# Work instructions:
Return the lines below in which the string "every" occurs.

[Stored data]
··········

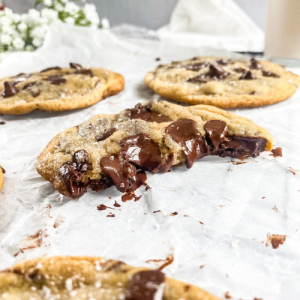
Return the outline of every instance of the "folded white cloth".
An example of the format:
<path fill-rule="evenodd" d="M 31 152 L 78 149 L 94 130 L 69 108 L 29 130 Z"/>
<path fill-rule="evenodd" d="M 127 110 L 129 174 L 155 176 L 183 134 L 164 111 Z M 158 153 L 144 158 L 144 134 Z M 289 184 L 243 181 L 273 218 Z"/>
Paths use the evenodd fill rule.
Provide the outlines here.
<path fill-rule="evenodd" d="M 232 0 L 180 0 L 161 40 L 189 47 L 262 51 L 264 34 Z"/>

··········

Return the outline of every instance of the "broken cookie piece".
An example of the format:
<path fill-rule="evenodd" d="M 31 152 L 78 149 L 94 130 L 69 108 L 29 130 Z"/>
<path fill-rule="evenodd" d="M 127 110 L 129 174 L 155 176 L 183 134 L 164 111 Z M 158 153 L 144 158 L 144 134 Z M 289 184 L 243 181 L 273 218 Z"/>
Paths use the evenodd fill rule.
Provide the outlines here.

··········

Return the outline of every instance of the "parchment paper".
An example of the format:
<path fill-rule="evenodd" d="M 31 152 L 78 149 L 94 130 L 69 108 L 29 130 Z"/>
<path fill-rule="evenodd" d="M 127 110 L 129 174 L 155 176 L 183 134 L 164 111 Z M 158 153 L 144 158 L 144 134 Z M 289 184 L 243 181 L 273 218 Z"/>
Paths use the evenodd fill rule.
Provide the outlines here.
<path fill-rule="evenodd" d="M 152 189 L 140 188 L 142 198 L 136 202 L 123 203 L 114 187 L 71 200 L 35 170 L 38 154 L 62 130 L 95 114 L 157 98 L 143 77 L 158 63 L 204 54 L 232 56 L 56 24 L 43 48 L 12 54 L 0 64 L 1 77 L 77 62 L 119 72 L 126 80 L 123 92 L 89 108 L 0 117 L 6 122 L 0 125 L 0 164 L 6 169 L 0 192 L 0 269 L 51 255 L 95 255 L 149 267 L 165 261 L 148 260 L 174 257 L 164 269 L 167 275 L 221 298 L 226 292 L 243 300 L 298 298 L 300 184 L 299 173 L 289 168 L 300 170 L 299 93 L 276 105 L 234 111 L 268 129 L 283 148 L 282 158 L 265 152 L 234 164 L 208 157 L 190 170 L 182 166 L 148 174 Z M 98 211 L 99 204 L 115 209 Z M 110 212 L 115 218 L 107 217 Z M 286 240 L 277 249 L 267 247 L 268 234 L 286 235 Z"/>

··········

# Written response:
Return the outline of every instance of the "folded white cloth".
Return the outline of every instance of the "broken cookie piece".
Return the outline of every instance of the "parchment paper".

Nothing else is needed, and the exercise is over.